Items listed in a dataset
+===+

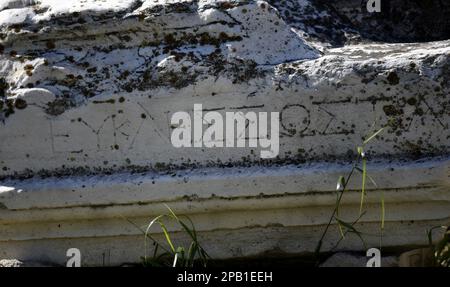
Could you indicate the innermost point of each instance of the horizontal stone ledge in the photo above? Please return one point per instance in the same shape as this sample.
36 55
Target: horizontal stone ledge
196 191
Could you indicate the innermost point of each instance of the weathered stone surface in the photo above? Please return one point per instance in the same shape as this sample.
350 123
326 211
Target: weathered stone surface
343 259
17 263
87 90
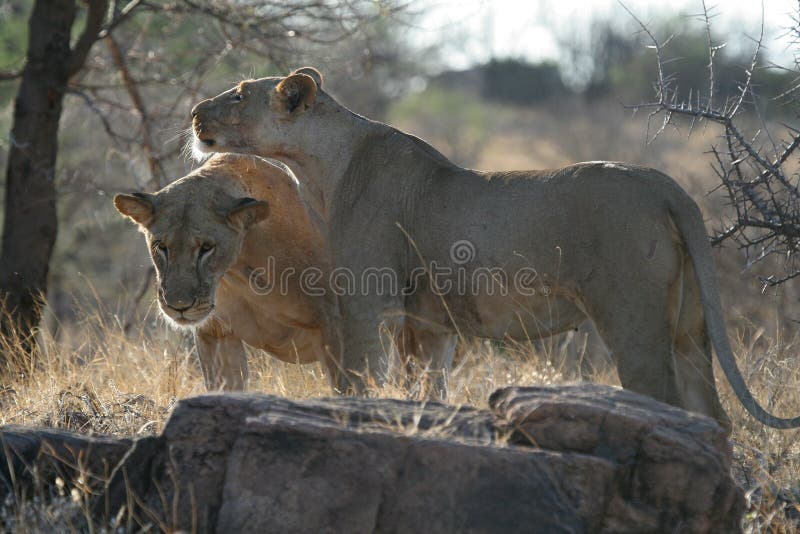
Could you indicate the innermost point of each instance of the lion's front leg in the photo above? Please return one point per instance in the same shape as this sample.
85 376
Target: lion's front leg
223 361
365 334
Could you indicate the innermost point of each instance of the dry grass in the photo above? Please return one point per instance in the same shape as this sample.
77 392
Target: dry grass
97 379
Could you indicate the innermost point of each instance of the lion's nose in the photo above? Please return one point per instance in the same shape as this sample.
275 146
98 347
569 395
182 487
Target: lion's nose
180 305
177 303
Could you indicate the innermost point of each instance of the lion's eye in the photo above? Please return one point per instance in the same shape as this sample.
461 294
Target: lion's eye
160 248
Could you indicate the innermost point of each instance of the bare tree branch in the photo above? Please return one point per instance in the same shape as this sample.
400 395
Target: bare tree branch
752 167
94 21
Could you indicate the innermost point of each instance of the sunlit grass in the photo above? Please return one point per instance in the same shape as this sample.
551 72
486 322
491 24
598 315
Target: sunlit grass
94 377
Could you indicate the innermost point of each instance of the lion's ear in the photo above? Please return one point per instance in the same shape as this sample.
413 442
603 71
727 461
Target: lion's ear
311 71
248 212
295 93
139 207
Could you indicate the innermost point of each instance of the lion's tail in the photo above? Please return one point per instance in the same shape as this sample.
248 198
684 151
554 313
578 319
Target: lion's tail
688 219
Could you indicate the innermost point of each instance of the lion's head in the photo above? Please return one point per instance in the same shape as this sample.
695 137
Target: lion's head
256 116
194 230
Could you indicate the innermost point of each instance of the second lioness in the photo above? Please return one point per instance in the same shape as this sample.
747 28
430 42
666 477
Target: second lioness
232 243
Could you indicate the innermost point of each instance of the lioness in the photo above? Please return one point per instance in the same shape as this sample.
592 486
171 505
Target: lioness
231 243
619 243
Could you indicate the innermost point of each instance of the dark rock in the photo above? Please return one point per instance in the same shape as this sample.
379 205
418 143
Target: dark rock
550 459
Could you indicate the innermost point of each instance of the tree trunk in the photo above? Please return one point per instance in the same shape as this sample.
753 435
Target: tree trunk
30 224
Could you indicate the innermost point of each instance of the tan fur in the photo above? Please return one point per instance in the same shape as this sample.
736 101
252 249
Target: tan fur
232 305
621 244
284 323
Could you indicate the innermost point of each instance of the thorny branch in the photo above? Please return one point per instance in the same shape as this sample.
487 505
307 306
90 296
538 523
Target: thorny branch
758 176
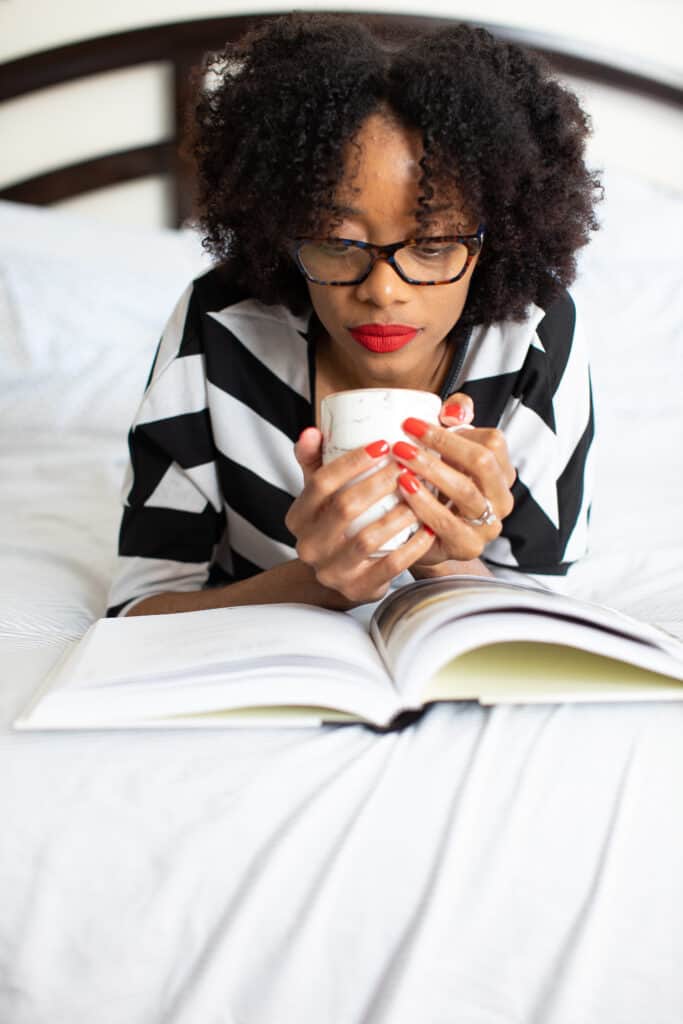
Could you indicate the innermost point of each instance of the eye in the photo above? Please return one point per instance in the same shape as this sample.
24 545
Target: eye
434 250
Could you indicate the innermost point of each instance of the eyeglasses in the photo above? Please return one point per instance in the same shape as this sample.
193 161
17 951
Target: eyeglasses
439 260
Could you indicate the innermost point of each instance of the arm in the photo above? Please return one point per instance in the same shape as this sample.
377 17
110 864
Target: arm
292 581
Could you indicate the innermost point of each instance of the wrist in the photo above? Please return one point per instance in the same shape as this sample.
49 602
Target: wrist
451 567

+===+

*Problem*. Omitting all pictures, copy the preceding entries without any alteration.

*Response to the task*.
Could you indicate the innermost point of each instance of the horizontal stone ledge in the photo above? Please return one point per instance in the same shape as this sample.
36 55
Target: horizontal stone ledge
196 191
Could you indicate the innermost point of each instance of the weathered stone surface in the photo above? Please return one point per instance in the same shape as this sample.
350 123
326 211
Target: weathered stone surface
343 259
17 263
87 90
Could you indicate the innermost point of each instance of the lion's front leg in the photo above? Please return one point per instance in the same shape as this sample.
85 376
Target: lion's front leg
223 361
365 334
Could you indicate the innermost point of each instance of the dry grass in the photo above? Please return one point per instance in the same shape as this sample.
77 392
Target: dry grass
97 379
Could you indicate the innermost point of each instance of the lion's nose in the photo above? Please return one point per instance in the same shape as this sample.
275 146
98 347
569 395
182 487
Target: lion's nose
180 305
177 303
Could you indicate the innermost point of each instance of the lion's eye in the photo above? Please return one point per instance in the same shape as this sample.
461 294
Target: lion's eye
160 248
Could you indicate the innermost point of each instance of the bare tree branch in the photo above? Please return one point per instance in the same shape as this sample.
400 395
Target: bare tree branch
752 167
94 21
Could you indicate the innermost point of each instance of the sunlit grass in the photo above? Please return one point per instance in the same shape as this sample.
551 72
486 322
491 24
598 315
Target: sunlit grass
94 377
Could you indicate the innermost point of each instance of the lion's ear in the photo above? Please return one point per instance in the same shape as this sample.
413 442
603 71
727 461
Target: lion's ear
311 71
248 212
295 93
139 207
Could you indicate the innermost point of each instance of the lion's tail in the photo above? Please return one point per instance in the same shape as this sample.
248 198
684 151
554 313
578 319
Target: lion's tail
688 219
Could you indicate the innermost point of each instance of the lion's head in the photo above? Please return one point per instance in the same shape as this sample.
695 137
Target: lion's head
256 116
194 230
Could you indicate the innermost point of each instance of the second lioness in the photo above? Please return one point per instance in the same shape as this sample.
747 28
430 42
666 477
Target: second lioness
232 243
Could you indicate the innermost point of each instance of the lioness in the photo above? Please return one point per instance in the same shape as this sample.
592 486
171 505
Target: lioness
231 243
619 243
Could you indicate the innermost point of each instance of the dark rock in the photo above? Please return one point per instance in the same shape as this sample.
379 205
418 143
Target: dark rock
550 459
Could you indicate the innermost point of each instance of the tree trunk in the photo above? Please return one point per instance in the same shape as this sample.
753 435
Target: tree trunk
30 224
Could you indicate the innermost point of each instance of the tan fur in the photo above? Please return one point per instance in the same shape as this sample.
736 101
252 249
Target: tan fur
232 305
621 244
284 323
Could you indicate the innermost point of each instance of the thorny branch in the photo above? Please return one point per instance in the same shape as this sample.
487 505
307 306
90 296
538 523
Target: thorny branch
758 176
Could you indicate the innermost point of each instance of the eye in the photo above? Please return one point per instance in the same shape as this sample.
24 545
Target: eye
434 250
Could you indicate the innermost point of each instance of the eyeglasses in the photo above? Please return one point per instance in the same shape as this sample.
193 161
17 951
Target: eyeglasses
439 260
Could you indicate the innermost point of each instance of the arm in the photo above? Please return one point per instance in the same shape as this sample.
377 17
110 864
Target: arm
292 581
Could you indicate the innermost point of each instance of the wrist in the photo above? Please return one point per instance in the same shape as this sample.
49 602
Target: wrist
451 567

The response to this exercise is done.